- **Request**
Write out all of the entries exactly, please.

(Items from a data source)
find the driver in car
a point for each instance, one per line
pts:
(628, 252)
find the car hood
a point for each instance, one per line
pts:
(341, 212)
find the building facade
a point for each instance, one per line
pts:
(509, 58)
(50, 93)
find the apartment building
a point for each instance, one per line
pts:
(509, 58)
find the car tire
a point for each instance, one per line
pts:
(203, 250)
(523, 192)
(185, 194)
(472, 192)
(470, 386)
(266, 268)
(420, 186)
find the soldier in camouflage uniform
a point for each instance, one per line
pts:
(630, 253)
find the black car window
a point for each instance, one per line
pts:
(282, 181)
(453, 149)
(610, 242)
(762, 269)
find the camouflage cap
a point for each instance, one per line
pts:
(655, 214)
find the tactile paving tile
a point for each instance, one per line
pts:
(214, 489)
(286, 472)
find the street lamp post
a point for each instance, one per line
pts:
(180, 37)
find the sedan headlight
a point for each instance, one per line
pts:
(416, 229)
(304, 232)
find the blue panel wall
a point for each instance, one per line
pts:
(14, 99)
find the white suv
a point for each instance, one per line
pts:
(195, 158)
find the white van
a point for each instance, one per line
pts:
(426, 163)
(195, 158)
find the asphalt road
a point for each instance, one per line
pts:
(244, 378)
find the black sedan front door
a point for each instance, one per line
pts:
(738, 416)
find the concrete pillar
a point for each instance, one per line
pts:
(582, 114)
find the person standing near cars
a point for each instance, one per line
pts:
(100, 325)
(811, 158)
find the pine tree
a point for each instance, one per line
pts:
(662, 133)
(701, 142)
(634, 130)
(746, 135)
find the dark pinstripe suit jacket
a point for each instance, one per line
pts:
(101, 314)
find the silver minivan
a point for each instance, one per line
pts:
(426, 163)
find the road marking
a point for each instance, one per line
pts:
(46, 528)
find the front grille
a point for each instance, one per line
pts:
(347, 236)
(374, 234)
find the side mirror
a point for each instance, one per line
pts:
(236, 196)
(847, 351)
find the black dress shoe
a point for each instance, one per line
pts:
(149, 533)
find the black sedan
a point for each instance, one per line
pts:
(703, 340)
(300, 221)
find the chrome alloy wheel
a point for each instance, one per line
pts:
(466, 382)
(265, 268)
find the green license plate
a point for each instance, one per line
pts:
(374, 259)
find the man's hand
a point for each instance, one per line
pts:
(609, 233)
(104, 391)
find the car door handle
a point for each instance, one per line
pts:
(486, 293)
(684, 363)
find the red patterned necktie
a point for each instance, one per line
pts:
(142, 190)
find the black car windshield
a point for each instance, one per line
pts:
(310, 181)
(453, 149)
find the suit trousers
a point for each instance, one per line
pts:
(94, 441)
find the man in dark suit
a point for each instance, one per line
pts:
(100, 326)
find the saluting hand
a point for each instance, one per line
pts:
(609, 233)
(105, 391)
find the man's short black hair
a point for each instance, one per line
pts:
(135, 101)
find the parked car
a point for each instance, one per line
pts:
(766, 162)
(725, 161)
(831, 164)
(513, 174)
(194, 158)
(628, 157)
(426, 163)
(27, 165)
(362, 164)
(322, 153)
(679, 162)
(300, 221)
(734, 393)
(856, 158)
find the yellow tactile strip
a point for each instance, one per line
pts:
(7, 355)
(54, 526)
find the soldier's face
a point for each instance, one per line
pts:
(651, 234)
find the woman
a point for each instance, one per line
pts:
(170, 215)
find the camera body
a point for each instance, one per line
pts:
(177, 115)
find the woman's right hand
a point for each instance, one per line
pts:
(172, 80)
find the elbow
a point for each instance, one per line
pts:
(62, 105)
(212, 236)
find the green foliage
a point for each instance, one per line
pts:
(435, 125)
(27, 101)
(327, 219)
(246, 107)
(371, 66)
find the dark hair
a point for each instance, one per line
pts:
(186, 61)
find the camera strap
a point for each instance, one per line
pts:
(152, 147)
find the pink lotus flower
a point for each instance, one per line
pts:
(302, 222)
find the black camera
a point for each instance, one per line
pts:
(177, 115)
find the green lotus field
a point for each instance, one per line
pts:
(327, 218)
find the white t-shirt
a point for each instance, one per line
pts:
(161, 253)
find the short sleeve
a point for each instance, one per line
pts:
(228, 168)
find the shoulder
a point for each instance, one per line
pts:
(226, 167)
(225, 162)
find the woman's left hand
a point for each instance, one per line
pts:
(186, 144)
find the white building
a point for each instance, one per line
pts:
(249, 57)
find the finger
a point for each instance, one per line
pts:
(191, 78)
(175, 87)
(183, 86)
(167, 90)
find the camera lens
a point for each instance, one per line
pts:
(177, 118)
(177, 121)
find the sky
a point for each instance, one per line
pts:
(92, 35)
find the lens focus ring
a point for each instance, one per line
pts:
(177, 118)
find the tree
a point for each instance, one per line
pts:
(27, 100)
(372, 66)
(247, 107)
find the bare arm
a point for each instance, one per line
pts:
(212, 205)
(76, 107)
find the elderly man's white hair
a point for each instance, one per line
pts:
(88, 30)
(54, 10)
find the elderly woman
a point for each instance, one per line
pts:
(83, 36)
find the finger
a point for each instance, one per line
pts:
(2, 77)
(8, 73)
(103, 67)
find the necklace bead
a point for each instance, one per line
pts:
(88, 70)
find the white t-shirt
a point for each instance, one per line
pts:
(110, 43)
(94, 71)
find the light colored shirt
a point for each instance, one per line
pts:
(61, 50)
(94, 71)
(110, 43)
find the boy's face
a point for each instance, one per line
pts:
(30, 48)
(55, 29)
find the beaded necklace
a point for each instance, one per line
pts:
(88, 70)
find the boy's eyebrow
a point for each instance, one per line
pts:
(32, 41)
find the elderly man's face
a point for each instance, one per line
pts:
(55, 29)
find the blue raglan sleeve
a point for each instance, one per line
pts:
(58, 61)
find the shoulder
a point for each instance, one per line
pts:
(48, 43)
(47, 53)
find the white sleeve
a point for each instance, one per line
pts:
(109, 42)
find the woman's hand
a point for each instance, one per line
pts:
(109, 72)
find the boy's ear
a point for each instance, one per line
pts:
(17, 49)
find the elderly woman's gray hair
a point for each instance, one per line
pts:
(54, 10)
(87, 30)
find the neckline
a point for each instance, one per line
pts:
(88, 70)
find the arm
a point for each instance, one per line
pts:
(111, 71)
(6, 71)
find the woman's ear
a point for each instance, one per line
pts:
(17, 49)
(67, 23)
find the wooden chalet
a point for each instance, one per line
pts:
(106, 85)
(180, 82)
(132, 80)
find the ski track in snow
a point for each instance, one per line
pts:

- **Output**
find the driver in car
a point for each instance, one per line
pts:
(628, 252)
find the car hood
a point for each instance, one per line
pts:
(341, 212)
find the building facade
a point for each instance, one per line
pts:
(509, 58)
(50, 93)
find the apartment building
a point for each instance, one per line
pts:
(509, 58)
find the car tire
a point for each instance, one per line
pts:
(203, 250)
(523, 192)
(185, 194)
(472, 192)
(470, 386)
(266, 268)
(420, 186)
find the soldier in camouflage uniform
a point for each instance, one per line
pts:
(630, 253)
find the black car window
a point for each instance, one per line
pts:
(282, 181)
(453, 149)
(610, 242)
(762, 269)
find the camouflage cap
a point for each instance, one per line
pts:
(655, 214)
find the tactile paving tile
a point for each instance, one per line
pts:
(214, 489)
(286, 472)
find the street lamp post
a point for each instance, one per line
pts:
(180, 37)
find the sedan headlight
a point for each instance, one per line
pts:
(416, 229)
(304, 232)
find the blue panel wall
a point for each instance, one per line
pts:
(14, 99)
find the white suv
a point for each instance, one per line
pts:
(195, 158)
find the white van
a point for each instance, one per line
pts:
(426, 163)
(195, 158)
find the asphalt road
a point for each instance, one per line
pts:
(244, 378)
find the black sedan front door
a point for each instance, one per line
pts:
(738, 416)
find the concrete pillar
a point for each instance, one per line
pts:
(582, 114)
find the person standing near cars
a point for each instance, one per line
pts:
(100, 325)
(811, 158)
find the pine tree
a point for each instance, one per line
pts:
(662, 133)
(701, 142)
(634, 130)
(746, 135)
find the dark pinstripe suit jacket
a point for each instance, one per line
pts:
(101, 314)
find the silver minivan
a point for each instance, one per line
pts:
(426, 163)
find the road marking
a point for each instance, one per line
pts:
(46, 528)
find the front grille
a point for each instance, one per line
pts:
(347, 236)
(374, 234)
find the side mirror
a point for each instance, one per line
pts:
(236, 196)
(847, 351)
find the black dress shoe
a point for each instance, one per line
pts:
(149, 533)
find the black sedan
a point for each instance, one per line
pts:
(703, 340)
(300, 221)
find the chrome alloy wheel
a point for each instance, one per line
pts:
(466, 382)
(265, 268)
find the green license plate
a point for each instance, one per line
pts:
(374, 259)
find the man's hand
a point for each instance, one per line
pts:
(609, 233)
(104, 391)
find the car door handle
a point for each instance, one per line
pts:
(486, 293)
(684, 363)
find the red patterned necktie
a point for each instance, one per line
pts:
(142, 190)
find the black car windshield
a point for each instance, one per line
pts:
(310, 181)
(453, 149)
find the suit trousers
a point for each instance, one per line
pts:
(94, 441)
find the man in dark suit
a point for each instance, one per line
pts:
(100, 326)
find the saluting hand
a point for each instance, one per line
pts:
(609, 233)
(105, 391)
find the man's short black hair
a point for each instance, one per line
pts:
(135, 101)
find the parked car
a point for each instance, one per line
pts:
(766, 162)
(725, 161)
(831, 164)
(513, 174)
(194, 158)
(628, 157)
(426, 163)
(27, 165)
(362, 164)
(322, 153)
(679, 162)
(300, 221)
(734, 393)
(856, 158)
find the yellow tactile strip
a point for each instance, one per line
pts:
(7, 355)
(54, 526)
find the soldier's face
a point for each instance, one per line
pts:
(651, 234)
find the woman
a point for each instance, one per line
pts:
(170, 215)
find the camera body
a point for each instance, one per line
pts:
(177, 115)
find the woman's right hand
a point for each instance, one per line
pts:
(172, 80)
find the elbow
a point for each instance, one per line
pts:
(62, 105)
(212, 236)
find the green foliage
a point for each instance, one per line
pts:
(435, 125)
(27, 101)
(327, 219)
(246, 107)
(371, 66)
find the dark hair
a point for each instance, one per line
pts:
(186, 61)
find the camera strap
a point for each instance, one per line
pts:
(152, 147)
find the pink lotus flower
a point for each instance, one per line
pts:
(302, 222)
find the black camera
a point for each instance, one per line
pts:
(177, 115)
find the green lotus field
a point for each instance, one per line
pts:
(327, 218)
find the white t-shirt
a point for each instance, one per line
pts:
(161, 253)
find the short sleeve
a point for each instance, one per line
pts:
(228, 168)
find the shoulder
a point for each instance, one per line
pts:
(226, 167)
(225, 162)
find the woman's left hand
a point for each instance, one per line
pts:
(186, 144)
find the white building
a point for each instance, one per line
pts:
(249, 57)
find the finger
a point for each instance, one per line
pts:
(191, 78)
(175, 87)
(183, 86)
(167, 90)
find the camera lens
a point for each instance, one per line
pts:
(177, 118)
(177, 121)
find the sky
a point for each instance, one per line
pts:
(92, 35)
find the lens focus ring
a point for each instance, one per line
pts:
(177, 118)
find the tree
a point for each instance, one per line
pts:
(27, 100)
(372, 66)
(247, 107)
find the bare arm
a point for each instance, one per line
pts:
(212, 205)
(76, 107)
find the elderly man's white hair
a point for each instance, one per line
pts:
(88, 30)
(54, 10)
find the elderly woman
a point for each instance, one per line
pts:
(83, 36)
find the finger
a point for each instance, one per line
pts:
(2, 77)
(8, 73)
(103, 67)
find the necklace bead
a point for each instance, one per line
pts:
(88, 70)
find the white t-shirt
a point for each instance, one per line
pts:
(110, 43)
(94, 71)
find the light colored shirt
a point for each instance, one per line
pts:
(61, 50)
(94, 71)
(110, 43)
find the boy's face
a point for each instance, one per line
pts:
(30, 48)
(55, 29)
find the beaded necklace
a point for each instance, one per line
pts:
(88, 70)
find the boy's eyebrow
a point for each instance, one per line
pts:
(32, 41)
find the elderly man's face
a point for each instance, one per line
pts:
(55, 29)
find the blue raglan sleeve
a point for each instance, one per line
pts:
(58, 61)
find the shoulder
a point for each instance, one per line
pts:
(48, 43)
(47, 53)
find the white sleeve
a point for each instance, one per line
pts:
(109, 42)
find the woman's hand
a point for each instance, one per line
pts:
(109, 72)
find the boy's ear
a point for each instance, one per line
pts:
(17, 49)
find the elderly woman's gray hair
a point for each instance, one per line
pts:
(54, 10)
(87, 30)
find the neckline
a point for each instance, one per line
pts:
(88, 70)
find the arm
a point for each instance, one per line
pts:
(111, 71)
(6, 71)
find the woman's ear
a point for each instance, one per line
pts:
(17, 49)
(67, 23)
find the wooden chalet
a point for each instance, one per line
pts:
(106, 85)
(180, 82)
(132, 80)
find the ski track in snow
a point for each instance, one per line
pts:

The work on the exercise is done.